::: EXERCISE MATERIALS

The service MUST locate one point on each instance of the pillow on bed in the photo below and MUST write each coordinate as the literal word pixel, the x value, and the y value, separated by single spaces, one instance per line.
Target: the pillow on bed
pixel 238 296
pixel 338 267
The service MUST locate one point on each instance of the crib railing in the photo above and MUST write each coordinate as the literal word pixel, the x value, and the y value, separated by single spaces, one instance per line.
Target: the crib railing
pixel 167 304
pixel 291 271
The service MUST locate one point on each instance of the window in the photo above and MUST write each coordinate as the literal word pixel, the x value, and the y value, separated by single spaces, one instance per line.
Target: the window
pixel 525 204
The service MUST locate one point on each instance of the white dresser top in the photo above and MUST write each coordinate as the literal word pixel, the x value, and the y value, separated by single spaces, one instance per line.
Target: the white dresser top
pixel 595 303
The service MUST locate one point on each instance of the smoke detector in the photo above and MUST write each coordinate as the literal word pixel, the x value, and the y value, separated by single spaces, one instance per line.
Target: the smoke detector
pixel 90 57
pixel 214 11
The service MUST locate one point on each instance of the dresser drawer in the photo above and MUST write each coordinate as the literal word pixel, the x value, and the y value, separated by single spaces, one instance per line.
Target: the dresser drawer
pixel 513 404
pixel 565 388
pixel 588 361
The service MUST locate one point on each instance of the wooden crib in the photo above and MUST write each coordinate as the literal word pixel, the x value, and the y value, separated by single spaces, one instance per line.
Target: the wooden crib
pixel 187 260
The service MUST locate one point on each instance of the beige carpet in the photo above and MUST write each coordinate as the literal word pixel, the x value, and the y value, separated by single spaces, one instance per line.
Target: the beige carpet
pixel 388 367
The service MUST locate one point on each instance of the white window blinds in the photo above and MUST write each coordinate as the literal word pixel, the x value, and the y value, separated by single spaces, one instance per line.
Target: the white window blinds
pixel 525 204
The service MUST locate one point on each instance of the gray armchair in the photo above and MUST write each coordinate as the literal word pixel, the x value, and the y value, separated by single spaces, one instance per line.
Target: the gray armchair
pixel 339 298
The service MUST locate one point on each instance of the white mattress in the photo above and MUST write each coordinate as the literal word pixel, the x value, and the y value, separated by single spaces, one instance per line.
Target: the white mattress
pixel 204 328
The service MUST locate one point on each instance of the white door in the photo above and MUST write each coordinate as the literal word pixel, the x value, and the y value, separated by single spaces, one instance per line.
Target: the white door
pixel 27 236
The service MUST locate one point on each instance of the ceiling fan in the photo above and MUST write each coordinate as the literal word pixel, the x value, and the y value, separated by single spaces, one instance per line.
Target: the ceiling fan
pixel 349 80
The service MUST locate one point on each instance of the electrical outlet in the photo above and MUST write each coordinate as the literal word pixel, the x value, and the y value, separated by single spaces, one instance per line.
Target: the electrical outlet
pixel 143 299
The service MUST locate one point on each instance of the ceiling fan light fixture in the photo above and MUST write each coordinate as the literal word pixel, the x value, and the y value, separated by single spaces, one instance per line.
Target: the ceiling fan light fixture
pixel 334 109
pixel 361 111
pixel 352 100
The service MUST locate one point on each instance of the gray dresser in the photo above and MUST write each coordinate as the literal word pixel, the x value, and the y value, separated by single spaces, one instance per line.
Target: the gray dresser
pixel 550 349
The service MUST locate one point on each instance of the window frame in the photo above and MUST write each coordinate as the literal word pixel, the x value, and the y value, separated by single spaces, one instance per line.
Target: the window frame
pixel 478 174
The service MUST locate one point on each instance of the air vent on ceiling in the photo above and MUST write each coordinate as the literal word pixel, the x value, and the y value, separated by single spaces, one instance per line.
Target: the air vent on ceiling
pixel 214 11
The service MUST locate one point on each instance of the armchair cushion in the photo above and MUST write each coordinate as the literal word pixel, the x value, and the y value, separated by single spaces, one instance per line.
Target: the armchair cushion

::::::

**DESCRIPTION OF THE TASK:** Rewrite the rows above as a numbered list, from the first line through the line containing "pixel 291 271", both included, leaving out any blank lines.

**RESULT OF THIS EXERCISE:**
1. The service MUST locate one point on each instance of the pillow on bed in the photo below and MUST write each coordinate as the literal word pixel, the x value, and the y value, separated by single spaces, one instance per line.
2. Target: the pillow on bed
3. pixel 238 296
4. pixel 338 267
5. The service MUST locate one point on each instance of the crib railing in the photo above and MUST write each coordinate as the literal word pixel, the x value, and the y value, separated by single spaces, one instance per line.
6. Target: the crib railing
7. pixel 167 304
8. pixel 291 271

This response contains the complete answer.